• _Extrait cité_:
####

Une salle pleine, un format original de discussion, des interventions multiples et une belle affiche… Le 2e Forum Axe Seine a tenu ses promesses ce mardi 11 octobre à Rouen, au hangar 10. L’ouverture conjointe par Nicolas Mayer-Rossignol, maire de Rouen et Président de la Métropole et Édouard Philippe, maire du Havre et président du Havre Seine Métropole, a donné lieu à un savoureux dialogue. Nicolas Mayer-Rossignol évoquant la nécessaire dimension de poétisation du fleuve comme trait d’union entre les habitants et les villes de la vallée, à l’image de la candidature de la Seine normande au titre de capitale européenne de la culture portée par la Métropole de Rouen. Édouard Philippe invitant à se retrousser les manches collectivement pour faire avancer la cause de l’Axe Seine soulignant que « ce qui était bon pour Le Havre était bon pour Rouen et vice-versa ».

Tout au long des trois tables rondes portant sur la relation ville-fleuve, les enjeux de transport décarboné et la place de l’industrie, les points de blocage et des marges de progression ont été pointées par de nombreuses prises de parole.

En premier lieu parce que le fleuve, source historique de développement, est aussi source de risques pour la ville comme pour les activités économiques, avec le réchauffement climatique, les épisodes de pluie intenses et la montée des eaux. De ce fait, Marie Atinault, conseillère pour les territoires en transition, a souligné l’importance de penser collectivement la ville en termes de sobriété énergétique, foncière ou de ressources pour anticiper les enjeux climatiques. Une réflexion qui passe par des apports d’experts mais aussi du « dialogue contradictoire et citoyen pour poser les options et dépasser les contradictions », a souligné Patrice Leclerc, maire de Gennevilliers. Et si le foncier se fait rare dans le cadre de la mise en œuvre de la Zéro artificialisation nette (ZAN) des sols, Joachim Moyse, maire de Saint-Étienne-du-Rouvray, insiste pour ne pas opposer les besoins de logements et la relocalisation d’activités de production à proximité des habitations, pour éviter l’étalement urbain.

####

• _Lignes présentées_:

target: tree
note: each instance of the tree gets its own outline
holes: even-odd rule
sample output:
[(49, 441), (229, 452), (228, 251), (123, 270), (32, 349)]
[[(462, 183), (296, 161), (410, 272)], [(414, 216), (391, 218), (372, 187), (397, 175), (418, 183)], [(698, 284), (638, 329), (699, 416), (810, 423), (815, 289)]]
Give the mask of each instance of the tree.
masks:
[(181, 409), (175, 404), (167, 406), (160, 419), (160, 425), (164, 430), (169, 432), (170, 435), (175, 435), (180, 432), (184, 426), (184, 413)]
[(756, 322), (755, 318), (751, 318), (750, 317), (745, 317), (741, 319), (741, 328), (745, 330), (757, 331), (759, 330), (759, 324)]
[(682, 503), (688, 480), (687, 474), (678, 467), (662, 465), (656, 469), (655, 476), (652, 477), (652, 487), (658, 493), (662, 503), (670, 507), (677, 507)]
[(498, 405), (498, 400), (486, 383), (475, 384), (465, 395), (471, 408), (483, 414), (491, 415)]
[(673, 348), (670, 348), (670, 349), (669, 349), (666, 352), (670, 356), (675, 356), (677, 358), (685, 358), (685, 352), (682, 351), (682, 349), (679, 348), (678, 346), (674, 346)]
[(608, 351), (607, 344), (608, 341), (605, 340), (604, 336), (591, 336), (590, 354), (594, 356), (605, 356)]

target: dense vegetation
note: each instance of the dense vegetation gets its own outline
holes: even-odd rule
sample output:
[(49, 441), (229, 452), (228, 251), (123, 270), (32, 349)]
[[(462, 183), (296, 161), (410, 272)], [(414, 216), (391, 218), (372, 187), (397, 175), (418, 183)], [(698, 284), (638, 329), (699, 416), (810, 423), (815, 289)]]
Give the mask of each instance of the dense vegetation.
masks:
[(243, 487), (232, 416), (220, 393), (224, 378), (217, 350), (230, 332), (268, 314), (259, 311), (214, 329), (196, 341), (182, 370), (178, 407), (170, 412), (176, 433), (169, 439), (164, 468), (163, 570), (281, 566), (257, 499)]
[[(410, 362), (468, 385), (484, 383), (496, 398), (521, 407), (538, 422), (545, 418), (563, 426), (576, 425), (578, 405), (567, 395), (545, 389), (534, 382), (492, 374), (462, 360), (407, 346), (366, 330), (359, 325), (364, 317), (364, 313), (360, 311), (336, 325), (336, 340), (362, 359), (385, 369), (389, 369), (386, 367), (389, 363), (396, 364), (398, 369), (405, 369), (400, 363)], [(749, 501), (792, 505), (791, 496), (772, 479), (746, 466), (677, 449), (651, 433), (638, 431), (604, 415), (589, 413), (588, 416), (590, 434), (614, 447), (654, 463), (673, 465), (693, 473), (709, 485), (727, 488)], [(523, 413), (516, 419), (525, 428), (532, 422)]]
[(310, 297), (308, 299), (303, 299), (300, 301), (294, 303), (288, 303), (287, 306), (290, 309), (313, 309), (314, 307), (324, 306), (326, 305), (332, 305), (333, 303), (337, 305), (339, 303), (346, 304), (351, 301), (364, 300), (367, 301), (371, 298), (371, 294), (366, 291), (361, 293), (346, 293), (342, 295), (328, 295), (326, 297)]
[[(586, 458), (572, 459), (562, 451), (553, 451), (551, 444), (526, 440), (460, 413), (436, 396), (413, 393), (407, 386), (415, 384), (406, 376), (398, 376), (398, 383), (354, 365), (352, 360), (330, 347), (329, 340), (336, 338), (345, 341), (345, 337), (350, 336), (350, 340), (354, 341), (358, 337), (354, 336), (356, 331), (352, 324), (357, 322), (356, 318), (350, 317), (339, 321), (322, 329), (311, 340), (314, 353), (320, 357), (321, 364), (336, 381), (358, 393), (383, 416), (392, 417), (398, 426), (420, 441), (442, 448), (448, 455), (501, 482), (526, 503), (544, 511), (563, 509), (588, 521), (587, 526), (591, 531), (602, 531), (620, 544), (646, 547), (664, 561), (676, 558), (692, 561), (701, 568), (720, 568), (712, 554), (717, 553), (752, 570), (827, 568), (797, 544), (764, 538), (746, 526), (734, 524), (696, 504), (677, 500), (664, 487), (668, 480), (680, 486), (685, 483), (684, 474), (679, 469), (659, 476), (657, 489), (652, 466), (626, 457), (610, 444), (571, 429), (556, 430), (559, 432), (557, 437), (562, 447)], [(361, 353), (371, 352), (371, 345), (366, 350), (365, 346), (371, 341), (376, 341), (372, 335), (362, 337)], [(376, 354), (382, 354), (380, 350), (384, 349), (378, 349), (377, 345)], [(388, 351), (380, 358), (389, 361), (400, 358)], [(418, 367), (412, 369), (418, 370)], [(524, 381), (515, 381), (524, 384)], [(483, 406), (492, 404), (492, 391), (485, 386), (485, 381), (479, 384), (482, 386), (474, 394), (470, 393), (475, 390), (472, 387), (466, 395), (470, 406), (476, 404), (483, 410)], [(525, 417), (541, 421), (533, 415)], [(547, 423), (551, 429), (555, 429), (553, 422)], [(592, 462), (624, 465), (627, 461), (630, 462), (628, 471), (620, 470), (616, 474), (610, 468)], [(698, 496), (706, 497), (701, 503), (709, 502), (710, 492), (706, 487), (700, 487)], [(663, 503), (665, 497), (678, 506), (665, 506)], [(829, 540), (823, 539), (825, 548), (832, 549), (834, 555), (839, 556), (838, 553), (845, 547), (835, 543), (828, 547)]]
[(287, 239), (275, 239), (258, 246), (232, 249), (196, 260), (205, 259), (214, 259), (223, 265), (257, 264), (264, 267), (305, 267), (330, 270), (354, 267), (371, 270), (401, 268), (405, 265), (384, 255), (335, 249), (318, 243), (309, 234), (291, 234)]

####

• _Consignes_:
**1)** Recopiez à l'identique le passage de l'article sur le Forum Axe Seine allant de « Tout au long » jusqu'à « prises de parole. ».
**2)** Rédigez la suite de l'article sur le Forum Axe Seine en reprenant après sa dernière phrase.

• _Résultats_:
**1)**
Tout au long des trois tables rondes portant sur la relation ville-fleuve, les enjeux de transport décarboné et la place de l’industrie, les points de blocage et des marges de progression ont été pointées par de nombreuses prises de parole.

**2)**
Côté développement économique, les avancées sont notables, avec la création d’un opérateur unique portuaire, Haropa Port, et grâce à l’arrivée de nombreux projets industriels « que nous attendons depuis 30 ans, à l’image du projet d’unité de production d’hydrogène vert à Port-Jérôme en Seine » s’est félicité Jean-Baptiste Gastinne, vice-président de la Région Normandie. D’autres, au premier rang desquels Régis Saadi, président de l’association d’industriels des boucles de la Seine, Upside, ont dit combien l’industrie était précieuse sur le territoire et qu’elle avait toute sa place, à condition de bénéficier d’un éco-système favorable et d’investir dans la formation de salariés qualifiés. Des activités d’autant plus acceptées lorsqu’on travaille avec les citoyens la prévention des risques et qu’on joue la transparence en respectant les populations riveraines, comme l’a souligné le député du Havre Jean-Paul Lecoq, se félicitant du travail entrepris notamment avec Total. Dans ce domaine, la métropole de Rouen doit rattraper son retard sur la gestion des crises industrielles en s’inspirant de l’exemple havrais. Le spectre de Lubrizol n’est jamais loin…

Contrer le sous-investissement

Sur le ferroviaire, le retard conséquent pris par la réalisation de la Ligne Nouvelle Paris-Normandie impacte aussi bien le trafic voyageurs que le développement du Fret. L’exigence d’un plan de rattrapage de l’État est unanimement partagée pour éviter que Rouen et Le Havre ne continuent de s’éloigner de Paris et atteindre les objectifs de progression du transport de conteneurs par le fleuve et par le rail. Aujourd’hui, la part du fleuve est de 10 % et  seulement 5 % pour la voie ferroviaire.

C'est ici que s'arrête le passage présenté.